### Teks Bacaan
Kondisi tersebut membuat para penyedia jasa ojol bisa berhenti secara sembarangan di sepanjang jalan sehingge menimbulkan kemacetan. Legalitas status yang masih menjadi pembahasan di Dewan Perwakilan Rakyat (DPR) RI menjadikan ojol sebagai transportasi pribadi juga memberikan masalah untuk menata ojol.
Status tersebut, menurut Budi, menjadikan penertiban ojol sulit untuk dilakukan. “Dari sisi pengendalian kami akan lihat nanti kalau memang ada tempat-tempat tertentu akan coba rekomendasikan daerah tersebut karena memang peraturan zonasinya pasti ada. Khusus sistem transportasi publik itu masih dimungkinkan tempat itu dimanfaatkan,” ucapnya.
Sebelumnya, legalitas status angkutan umum ojol sempat menjadi topik pembahasan Dewan Perwakilan Rakyat (DPR) RI. Pembahasan berlarut tersebut sulit terealisasi, sebab, dalam UU Nomor 22 Tahun 2009 Tentang Lalu Lintas dan Angkutan Jalan tak disebutkan sepeda motor boleh menjadi angkutan umum.
######
• **Ketentuan Tugas**
1. Jawablah pertanyaan berikut berdasarkan bacaan tentang ojol.
(a) Apa akibat ojol berhenti secara sembarangan di sepanjang jalan?
(b) Menurut Budi, apa yang sulit untuk dilakukan?
(c) Undang-undang apa yang tidak menyebutkan bahwa sepeda motor boleh menjadi angkutan umum?
2. Sambunglah bacaan tentang ojol, dimulai setelah kalimat terakhirnya.
Baris-baris data merupakan bahan tersendiri, terpisah dari bacaan tentang ojol.
### Data yang Tersedia
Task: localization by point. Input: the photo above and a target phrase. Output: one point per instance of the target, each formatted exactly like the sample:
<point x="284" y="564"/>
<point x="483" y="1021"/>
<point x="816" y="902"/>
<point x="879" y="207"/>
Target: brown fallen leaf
######
• **Pembahasan Soal**
1.
(a) Menimbulkan kemacetan.
(b) Penertiban ojol.
(c) UU Nomor 22 Tahun 2009 tentang Lalu Lintas dan Angkutan Jalan.

2.
Kendati begitu, pemerintah melalui Kementerian Perhubungan sebelumnya telah menerbitkan Peraturan Menteri (PM) Perhubungan Nomor 12 Tahun 2019 Tentang Perlindungan Keselamatan Pengguna Sepeda Motor yang Digunakan untuk Kepentingan Masyarakat atas dasar diskresi. PM ini merespons tuntutan pengemudi ojol soal tarif.
Sementara, Kementerian Perhubungan memutuskan menaikkan tarif ojek online yakni batas bawah sebesar Rp250 per km dan batas atas naik Rp150 per km. Kenaikan ini akan berlaku mulai 16 Maret 2020.
Direktur Jenderal Perhubungan Darat Kementerian Perhubungan Budi Setiyadi mengatakan tarif batas bawah ojol naik menjadi Rp2.250 dan batas atas menjadi Rp2.650.